Text under study>
************

The expected value of this variable is heavily influenced by the shift magnitude of the second column of the pair, which significantly affects, within the lower interval $[\tau_{1}(n,k),\tau_{2}(n,k)]$ , the probabilities $p\left((r+i+d)\bmod t\right)$ , representing the probability that the slipped vector of the shifted column hosts a 1 in its $r$ th position after a shift $i$ , for $0\leq i<t$ and $d=-1,0,1$ . To address this, we analyze three separate cases based on the magnitude of probabilities $p\left((r+i+d)\bmod t\right)$ for all $r$ in the interval $\tau_{1}(n,k)\leq r\leq\tau_{2}(n,k)$ .

The first case handles collisions when the shift of the second column in the pair is minimal, causing all probabilities of the shifted column to be high within the positions of the lower segment. Here, we apply the rearrangement inequality (see Theorem 368 in [13]), which enables a precise estimation of the expected number of collisions for high-probability entries. This technique maximizes the sum of products of corresponding probabilities (i.e., the expected collision count) by aligning the largest probability values in both columns, yielding a tight upper bound on collisions under minimal shifts.

************

Recorded data>
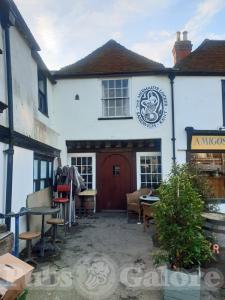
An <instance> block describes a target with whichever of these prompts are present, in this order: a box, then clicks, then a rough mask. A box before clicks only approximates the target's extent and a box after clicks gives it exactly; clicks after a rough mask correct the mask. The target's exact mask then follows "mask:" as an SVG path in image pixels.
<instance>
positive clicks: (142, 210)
mask: <svg viewBox="0 0 225 300" xmlns="http://www.w3.org/2000/svg"><path fill="white" fill-rule="evenodd" d="M155 205H157V203H153V204H149V203H145V202H142V203H141V207H142V211H143V224H144V228H143V229H144V231H146V227H149V224H148V222H149V220H150V219H152V218H153V216H154V208H155Z"/></svg>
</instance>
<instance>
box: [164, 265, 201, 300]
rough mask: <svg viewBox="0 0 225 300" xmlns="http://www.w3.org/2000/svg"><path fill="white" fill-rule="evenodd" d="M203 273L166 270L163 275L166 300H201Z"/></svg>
mask: <svg viewBox="0 0 225 300" xmlns="http://www.w3.org/2000/svg"><path fill="white" fill-rule="evenodd" d="M200 291H201V272H200V269H198V270H196V271H195V272H189V271H187V270H184V271H173V270H171V269H169V268H165V270H164V275H163V299H164V300H200Z"/></svg>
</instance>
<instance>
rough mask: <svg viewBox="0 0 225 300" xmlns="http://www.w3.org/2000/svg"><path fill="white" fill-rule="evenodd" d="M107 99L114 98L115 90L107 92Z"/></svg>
mask: <svg viewBox="0 0 225 300" xmlns="http://www.w3.org/2000/svg"><path fill="white" fill-rule="evenodd" d="M109 98H115V90H114V89H113V90H112V89H110V90H109Z"/></svg>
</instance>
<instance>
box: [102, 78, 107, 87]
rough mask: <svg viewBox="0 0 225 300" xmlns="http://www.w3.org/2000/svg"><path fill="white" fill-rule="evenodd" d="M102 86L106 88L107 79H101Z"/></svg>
mask: <svg viewBox="0 0 225 300" xmlns="http://www.w3.org/2000/svg"><path fill="white" fill-rule="evenodd" d="M102 87H103V89H107V88H108V80H103V81H102Z"/></svg>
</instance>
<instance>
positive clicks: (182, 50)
mask: <svg viewBox="0 0 225 300" xmlns="http://www.w3.org/2000/svg"><path fill="white" fill-rule="evenodd" d="M187 34H188V32H187V31H183V40H182V41H181V40H180V31H177V40H176V42H175V44H174V47H173V51H172V52H173V57H174V65H176V64H177V63H179V61H181V60H182V59H183V58H185V57H186V56H187V55H189V54H190V53H191V50H192V44H191V41H189V40H188V36H187Z"/></svg>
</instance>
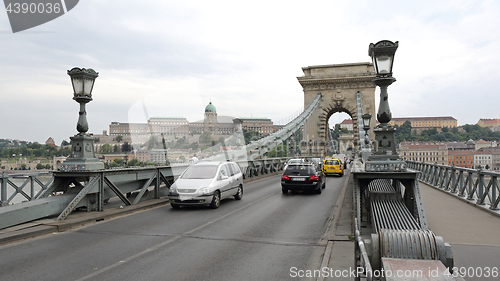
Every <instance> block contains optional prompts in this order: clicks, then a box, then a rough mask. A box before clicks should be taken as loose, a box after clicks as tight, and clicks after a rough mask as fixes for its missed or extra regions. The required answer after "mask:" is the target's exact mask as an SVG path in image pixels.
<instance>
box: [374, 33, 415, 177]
mask: <svg viewBox="0 0 500 281" xmlns="http://www.w3.org/2000/svg"><path fill="white" fill-rule="evenodd" d="M397 48H398V42H397V41H396V42H395V43H394V42H391V41H389V40H382V41H379V42H377V43H375V44H373V43H372V44H370V46H369V48H368V55H369V56H370V57H371V58H372V62H373V67H374V69H375V78H374V79H373V83H375V85H377V86H379V87H380V104H379V108H378V112H377V120H378V121H379V122H380V124H379V125H378V126H377V127H375V128H374V129H373V132H374V133H375V152H374V153H373V154H372V155H371V156H370V157H368V161H367V163H366V165H365V169H366V170H367V171H386V172H390V171H404V170H406V162H404V161H403V160H402V159H401V158H400V157H399V155H397V152H396V144H395V139H394V132H395V128H394V127H392V125H391V124H389V122H390V121H391V118H392V115H391V110H390V107H389V96H388V94H387V88H388V87H389V85H391V84H392V83H394V82H395V81H396V79H395V78H394V77H392V66H393V64H394V54H395V53H396V50H397Z"/></svg>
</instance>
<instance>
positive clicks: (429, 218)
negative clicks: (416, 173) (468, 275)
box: [419, 182, 500, 263]
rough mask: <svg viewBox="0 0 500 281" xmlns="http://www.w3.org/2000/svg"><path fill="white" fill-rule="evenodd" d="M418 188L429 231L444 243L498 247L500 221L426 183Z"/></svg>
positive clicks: (486, 211)
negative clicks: (479, 245)
mask: <svg viewBox="0 0 500 281" xmlns="http://www.w3.org/2000/svg"><path fill="white" fill-rule="evenodd" d="M419 186H420V192H421V195H422V200H423V202H424V210H425V214H426V216H427V223H428V224H429V228H430V230H432V231H433V232H434V233H435V234H436V235H439V236H442V237H443V239H444V241H445V242H447V243H450V244H452V243H455V244H476V245H491V246H500V239H499V237H498V236H499V235H500V217H498V216H495V215H493V214H491V213H489V212H487V211H486V210H482V209H481V208H482V207H476V206H474V205H471V204H467V203H466V202H463V201H462V200H460V199H459V198H457V197H456V196H454V195H452V194H447V192H444V191H442V190H439V189H437V188H435V187H431V186H429V185H427V184H425V183H422V182H420V183H419ZM499 263H500V262H499Z"/></svg>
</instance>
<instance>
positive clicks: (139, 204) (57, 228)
mask: <svg viewBox="0 0 500 281" xmlns="http://www.w3.org/2000/svg"><path fill="white" fill-rule="evenodd" d="M279 174H280V172H275V173H269V174H266V175H261V176H258V177H251V178H247V179H245V180H244V183H245V184H247V183H251V182H254V181H257V180H260V179H264V178H267V177H272V176H276V175H279ZM168 203H169V201H168V198H167V197H162V198H160V199H150V200H145V201H141V202H139V203H138V204H136V205H130V206H126V205H125V204H124V203H123V202H122V201H121V200H120V199H119V198H118V197H113V198H111V199H110V200H109V202H108V203H106V204H105V205H104V211H102V212H87V211H81V210H78V209H77V210H74V211H73V212H71V214H70V215H69V216H68V218H66V219H65V220H62V221H57V220H56V218H54V217H52V218H44V219H39V220H35V221H31V222H27V223H23V224H19V225H15V226H12V227H8V228H5V229H0V245H1V244H5V243H9V242H13V241H17V240H22V239H26V238H31V237H36V236H39V235H43V234H50V233H54V232H62V231H66V230H68V229H71V228H75V227H78V226H82V225H86V224H90V223H95V222H100V221H105V220H109V219H112V218H115V217H119V216H124V215H128V214H131V213H134V212H139V211H143V210H147V209H150V208H155V207H159V206H164V205H166V204H168Z"/></svg>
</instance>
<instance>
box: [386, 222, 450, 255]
mask: <svg viewBox="0 0 500 281" xmlns="http://www.w3.org/2000/svg"><path fill="white" fill-rule="evenodd" d="M379 235H380V236H379V237H380V238H379V239H380V256H381V257H386V258H399V259H419V260H439V259H440V257H439V252H440V251H439V249H438V248H439V247H440V246H439V245H438V243H437V241H436V236H435V235H434V233H433V232H432V231H430V230H391V229H381V230H380V233H379ZM443 246H444V245H443Z"/></svg>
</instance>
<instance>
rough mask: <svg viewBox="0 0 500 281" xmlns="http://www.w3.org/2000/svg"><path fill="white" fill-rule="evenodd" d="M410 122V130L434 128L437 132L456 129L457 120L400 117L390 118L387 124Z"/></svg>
mask: <svg viewBox="0 0 500 281" xmlns="http://www.w3.org/2000/svg"><path fill="white" fill-rule="evenodd" d="M406 121H410V122H411V127H412V129H432V128H436V129H438V130H439V131H440V130H441V129H442V128H455V127H457V119H455V118H453V117H451V116H444V117H402V118H392V119H391V121H390V122H389V123H390V124H391V125H393V126H394V125H398V126H401V125H403V123H404V122H406Z"/></svg>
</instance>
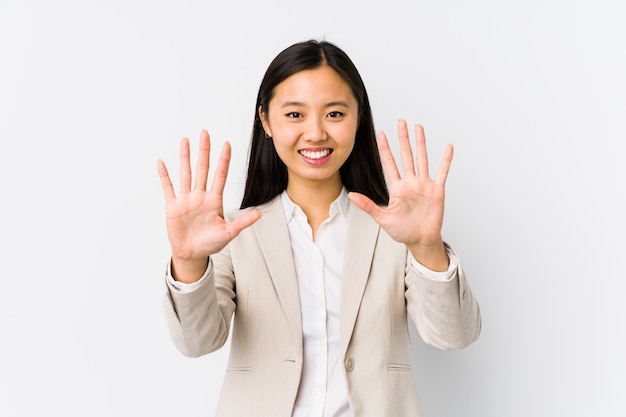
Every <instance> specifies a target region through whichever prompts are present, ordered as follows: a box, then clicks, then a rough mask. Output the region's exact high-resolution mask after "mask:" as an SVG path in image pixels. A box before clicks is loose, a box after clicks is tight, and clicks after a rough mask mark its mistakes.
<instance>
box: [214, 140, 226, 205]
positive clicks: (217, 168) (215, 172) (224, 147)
mask: <svg viewBox="0 0 626 417" xmlns="http://www.w3.org/2000/svg"><path fill="white" fill-rule="evenodd" d="M229 164H230V143H229V142H226V143H224V146H222V151H221V152H220V159H219V161H218V162H217V168H216V170H215V177H214V178H213V182H212V183H211V192H212V193H217V194H218V195H220V196H221V195H222V193H223V192H224V186H225V185H226V177H228V165H229Z"/></svg>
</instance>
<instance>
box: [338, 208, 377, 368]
mask: <svg viewBox="0 0 626 417" xmlns="http://www.w3.org/2000/svg"><path fill="white" fill-rule="evenodd" d="M379 231H380V226H379V225H378V223H376V222H375V221H374V219H372V218H371V217H370V215H369V214H367V213H366V212H364V211H363V210H361V209H360V208H358V207H357V206H355V205H354V204H351V205H350V210H349V212H348V224H347V227H346V246H345V249H344V251H345V252H344V259H343V272H342V274H341V295H340V301H339V303H340V305H339V311H340V318H339V331H340V338H341V353H342V356H345V354H346V352H347V350H348V345H349V344H350V339H351V338H352V331H353V330H354V325H355V323H356V318H357V315H358V313H359V307H360V306H361V300H362V299H363V293H364V292H365V286H366V284H367V279H368V277H369V274H370V268H371V265H372V258H373V256H374V249H375V247H376V242H377V240H378V234H379Z"/></svg>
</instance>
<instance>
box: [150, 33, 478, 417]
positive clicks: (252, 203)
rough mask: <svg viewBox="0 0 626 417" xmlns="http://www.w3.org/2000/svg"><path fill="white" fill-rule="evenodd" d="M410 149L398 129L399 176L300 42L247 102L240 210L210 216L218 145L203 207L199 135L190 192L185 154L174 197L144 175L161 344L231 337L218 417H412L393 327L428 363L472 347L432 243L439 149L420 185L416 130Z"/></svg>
mask: <svg viewBox="0 0 626 417" xmlns="http://www.w3.org/2000/svg"><path fill="white" fill-rule="evenodd" d="M415 135H416V157H415V158H414V156H413V151H412V148H411V145H410V142H409V133H408V128H407V124H406V122H404V121H403V120H401V121H399V123H398V136H399V141H400V154H401V163H402V167H403V173H404V174H403V175H400V172H399V170H398V167H397V165H396V162H395V160H394V158H393V156H392V153H391V151H390V148H389V144H388V142H387V138H386V136H385V134H384V133H381V134H379V136H378V140H376V135H375V132H374V126H373V121H372V114H371V109H370V104H369V100H368V97H367V93H366V90H365V86H364V85H363V81H362V80H361V77H360V75H359V73H358V71H357V69H356V68H355V66H354V64H353V63H352V62H351V60H350V59H349V58H348V56H347V55H346V54H345V53H344V52H343V51H342V50H341V49H339V48H338V47H336V46H335V45H333V44H331V43H328V42H316V41H308V42H303V43H298V44H295V45H292V46H290V47H289V48H287V49H285V50H284V51H283V52H281V53H280V54H279V55H278V56H277V57H276V58H275V59H274V61H273V62H272V63H271V64H270V66H269V68H268V69H267V72H266V74H265V77H264V78H263V81H262V83H261V86H260V88H259V94H258V97H257V102H256V106H255V109H254V125H253V131H252V139H251V146H250V155H249V164H248V176H247V182H246V187H245V192H244V196H243V201H242V204H241V210H239V211H238V212H237V213H233V214H232V215H228V216H225V215H224V213H223V208H222V191H223V189H224V184H225V181H226V176H227V172H228V165H229V161H230V145H229V144H228V143H226V144H225V145H224V147H223V149H222V151H221V155H220V158H219V162H218V166H217V169H216V172H215V177H214V178H213V180H212V185H211V188H210V190H209V191H207V180H208V178H207V177H208V170H209V152H210V140H209V135H208V133H207V132H206V131H202V133H201V135H200V150H199V155H198V162H197V167H196V176H195V182H194V186H193V187H192V171H191V167H190V157H189V154H190V151H189V141H188V140H187V139H183V140H182V142H181V146H180V191H179V194H178V195H176V194H175V192H174V188H173V186H172V183H171V181H170V178H169V175H168V172H167V169H166V167H165V165H164V163H163V162H162V161H159V163H158V172H159V176H160V178H161V184H162V187H163V192H164V194H165V200H166V221H167V231H168V236H169V241H170V244H171V247H172V257H171V261H170V264H169V266H168V270H167V277H166V280H167V293H166V302H165V314H166V317H167V323H168V326H169V330H170V334H171V336H172V339H173V341H174V343H175V345H176V346H177V347H178V349H180V351H181V352H182V353H183V354H185V355H187V356H194V357H195V356H200V355H204V354H207V353H209V352H212V351H215V350H216V349H219V348H220V347H222V346H223V345H224V343H225V342H226V340H227V338H228V336H229V333H230V330H231V326H230V325H231V321H232V336H231V351H230V358H229V363H228V369H227V372H226V375H225V377H224V382H223V387H222V392H221V396H220V401H219V404H218V406H217V415H218V416H233V417H264V416H267V417H280V416H285V417H290V416H293V417H304V416H320V417H321V416H324V417H331V416H333V417H348V416H354V417H368V416H371V417H402V416H407V417H408V416H421V410H420V404H419V400H418V396H417V392H416V388H415V384H414V380H413V375H412V373H411V365H410V356H409V343H408V342H409V341H408V331H407V315H408V316H410V317H411V319H412V320H413V321H414V323H415V325H416V327H417V329H418V331H419V333H420V335H421V337H422V338H423V339H424V340H425V341H426V342H427V343H429V344H431V345H433V346H436V347H439V348H442V349H457V348H463V347H465V346H467V345H469V344H470V343H472V342H473V341H475V340H476V339H477V338H478V336H479V333H480V324H481V320H480V311H479V307H478V304H477V302H476V300H475V298H474V297H473V295H472V293H471V291H470V288H469V286H468V284H467V281H466V278H465V276H464V274H463V271H462V269H461V266H460V264H459V261H458V258H457V256H456V255H455V254H454V252H453V251H452V249H451V248H450V247H449V246H448V245H446V244H445V243H444V242H443V240H442V237H441V226H442V223H443V212H444V188H445V182H446V177H447V175H448V170H449V168H450V163H451V161H452V147H451V146H448V147H447V149H446V150H445V153H444V157H443V161H442V163H441V165H440V167H439V170H438V173H437V175H436V177H435V178H434V179H431V178H430V176H429V173H428V158H427V154H426V144H425V139H424V131H423V129H422V127H421V126H419V125H417V126H415ZM383 167H384V172H385V173H386V174H387V178H388V181H389V189H388V188H387V184H386V182H385V177H384V173H383ZM416 168H417V169H416Z"/></svg>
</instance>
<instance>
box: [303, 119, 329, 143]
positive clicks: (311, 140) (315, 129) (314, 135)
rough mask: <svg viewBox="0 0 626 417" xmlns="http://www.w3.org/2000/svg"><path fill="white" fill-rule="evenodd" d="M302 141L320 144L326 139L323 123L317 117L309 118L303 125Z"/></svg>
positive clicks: (326, 134)
mask: <svg viewBox="0 0 626 417" xmlns="http://www.w3.org/2000/svg"><path fill="white" fill-rule="evenodd" d="M303 138H304V140H306V141H308V142H320V141H324V140H326V139H327V138H328V135H327V133H326V129H325V127H324V121H323V120H321V119H320V118H318V117H310V118H309V119H308V120H307V121H306V122H305V124H304V132H303Z"/></svg>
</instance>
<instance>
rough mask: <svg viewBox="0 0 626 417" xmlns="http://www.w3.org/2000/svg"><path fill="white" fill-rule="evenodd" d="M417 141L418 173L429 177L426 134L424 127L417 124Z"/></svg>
mask: <svg viewBox="0 0 626 417" xmlns="http://www.w3.org/2000/svg"><path fill="white" fill-rule="evenodd" d="M415 143H416V148H417V149H416V150H415V152H416V154H417V175H418V176H419V177H426V178H428V177H429V174H428V153H427V152H426V136H425V135H424V127H423V126H422V125H419V124H418V125H415Z"/></svg>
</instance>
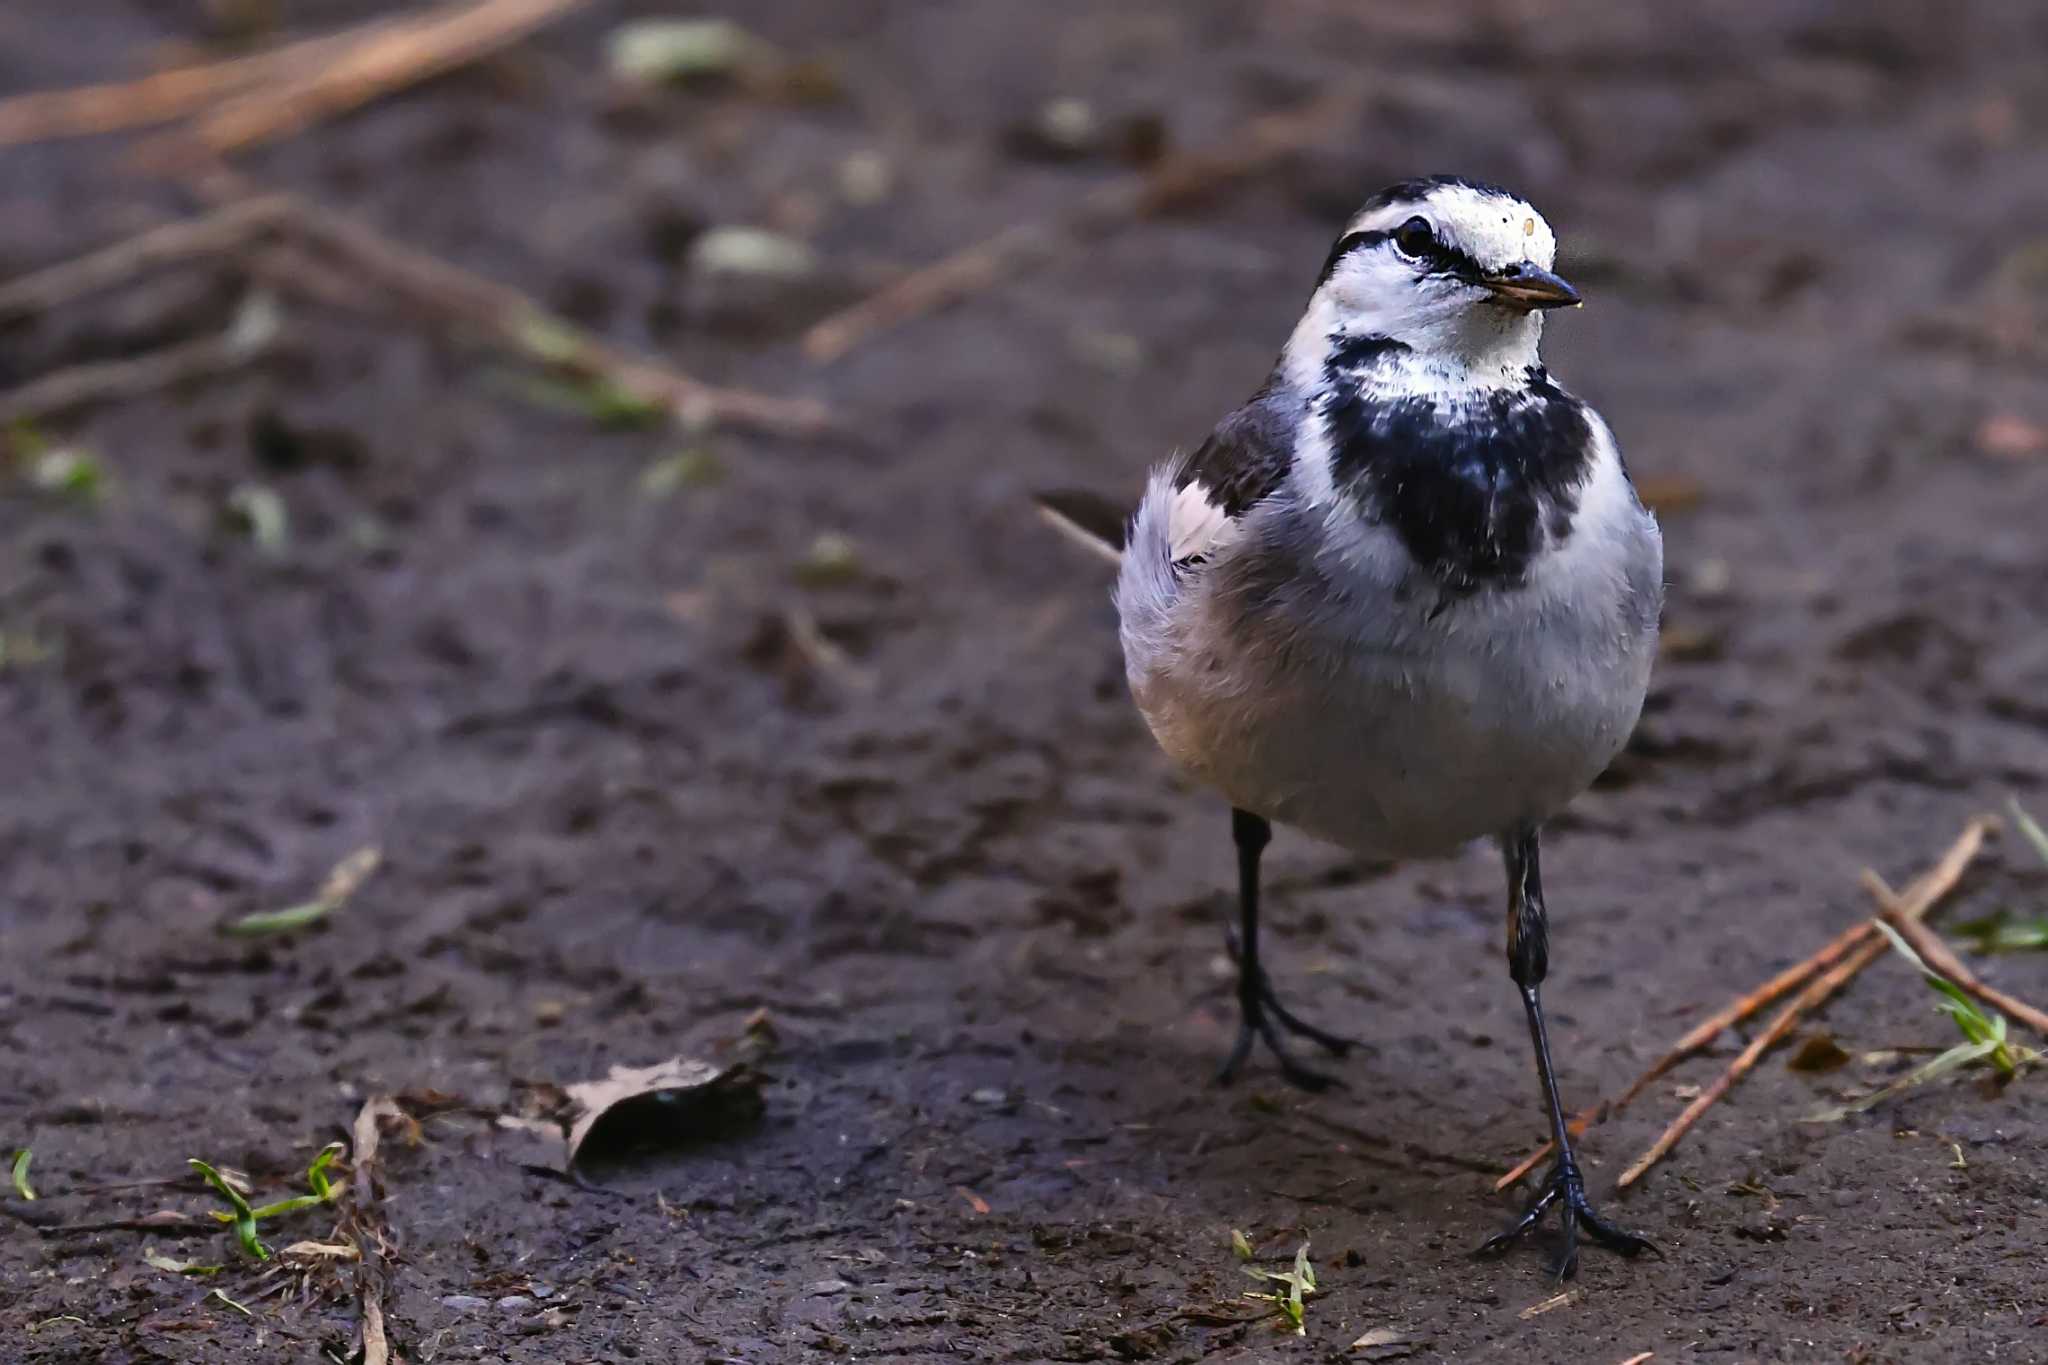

************

Work task> In the passage on column collisions, which inequality is applied in the first case, when the shift of the second column is minimal?

Task response> The rearrangement inequality.